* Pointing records
==*==

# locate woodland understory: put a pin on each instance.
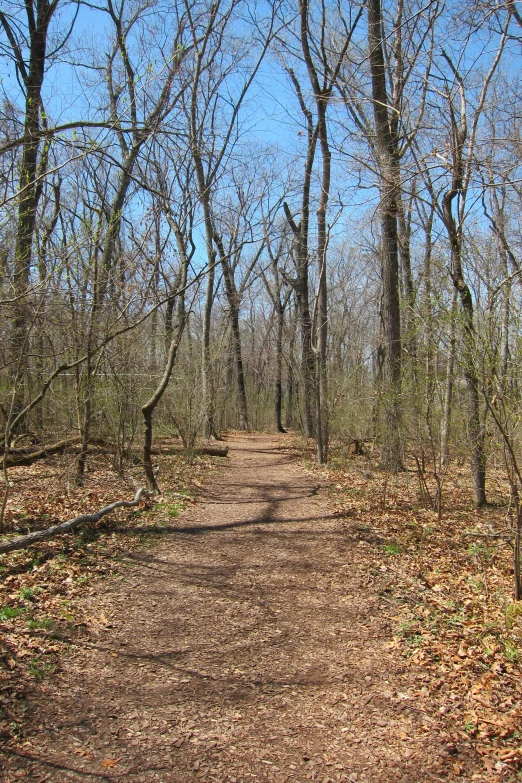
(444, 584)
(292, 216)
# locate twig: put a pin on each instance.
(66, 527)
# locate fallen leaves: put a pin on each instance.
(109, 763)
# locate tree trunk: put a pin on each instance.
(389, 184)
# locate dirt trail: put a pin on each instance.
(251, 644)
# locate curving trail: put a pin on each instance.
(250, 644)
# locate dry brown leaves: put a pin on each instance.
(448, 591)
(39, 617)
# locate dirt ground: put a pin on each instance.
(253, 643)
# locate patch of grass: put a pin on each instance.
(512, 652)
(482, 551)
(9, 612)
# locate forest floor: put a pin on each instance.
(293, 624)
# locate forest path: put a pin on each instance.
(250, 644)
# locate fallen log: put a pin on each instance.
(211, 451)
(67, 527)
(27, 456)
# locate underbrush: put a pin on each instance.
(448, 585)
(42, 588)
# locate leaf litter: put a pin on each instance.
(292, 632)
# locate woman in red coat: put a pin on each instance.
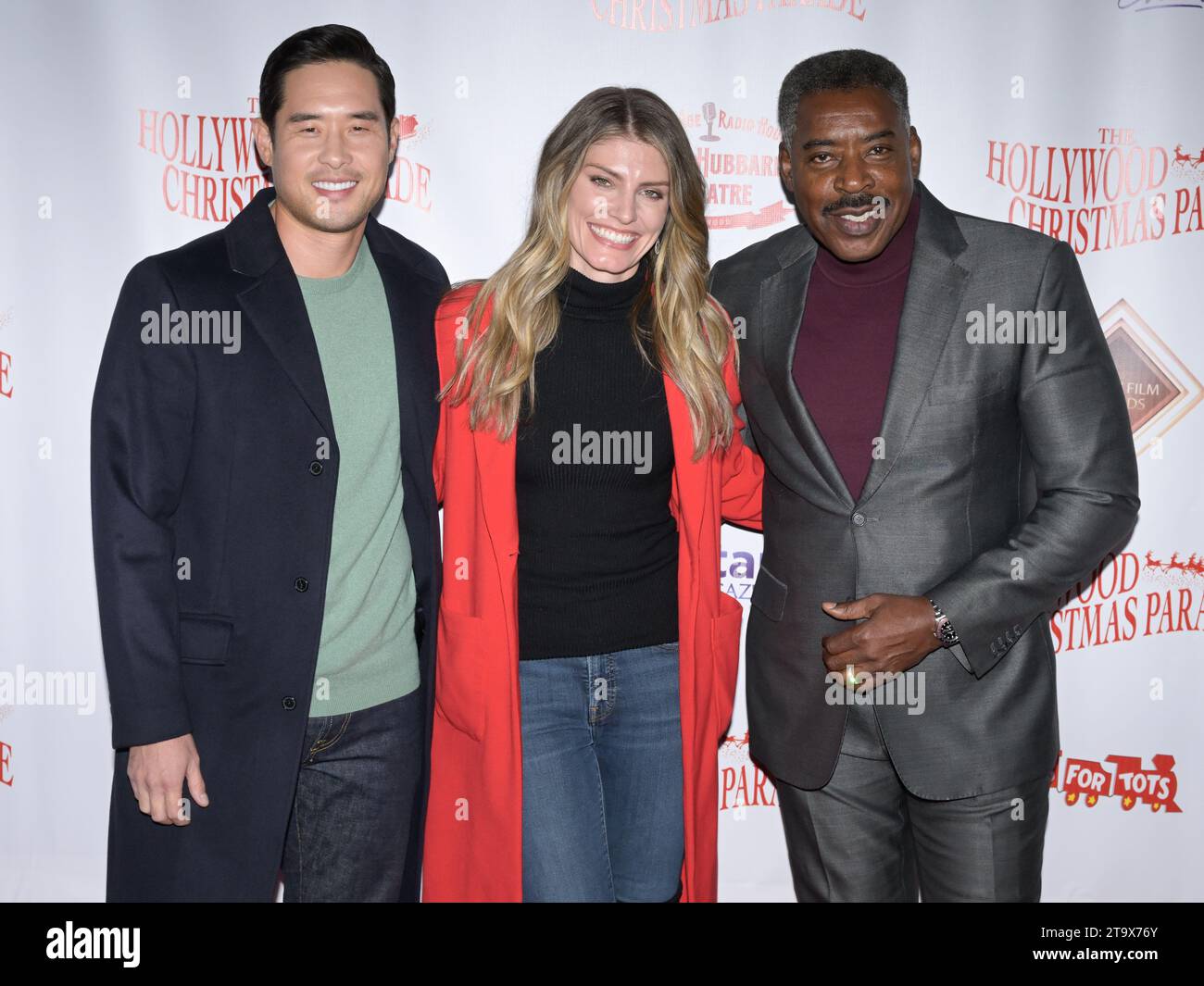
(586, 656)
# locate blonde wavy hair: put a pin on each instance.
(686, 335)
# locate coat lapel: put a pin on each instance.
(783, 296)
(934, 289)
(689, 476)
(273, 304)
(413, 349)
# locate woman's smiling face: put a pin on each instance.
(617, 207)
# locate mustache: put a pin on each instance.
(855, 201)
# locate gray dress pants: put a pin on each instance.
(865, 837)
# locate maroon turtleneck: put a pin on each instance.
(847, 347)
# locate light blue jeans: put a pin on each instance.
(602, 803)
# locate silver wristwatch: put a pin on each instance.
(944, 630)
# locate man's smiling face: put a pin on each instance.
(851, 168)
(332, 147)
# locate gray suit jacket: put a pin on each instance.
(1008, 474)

==*==

* TASK STATEMENT
Rewrite the material from the line with "# locate mustache: put" through its final line, requests included, and shift every point by adding 114 to each of its coordinates.

* THE RESULT
# locate mustache: put a pin on each instance.
(969, 315)
# locate gray dress pants: put a pin on each instance.
(979, 951)
# locate maroon turtleneck: put a pin on each instance.
(961, 461)
# locate light blue jeans: put a pin on each instance.
(716, 917)
# locate silver wristwatch: put a pin on each instance.
(1058, 744)
# locate man's smiling face: put a pin on each instance.
(965, 282)
(446, 261)
# locate gray suit jacket: put a pin on each instance.
(1122, 588)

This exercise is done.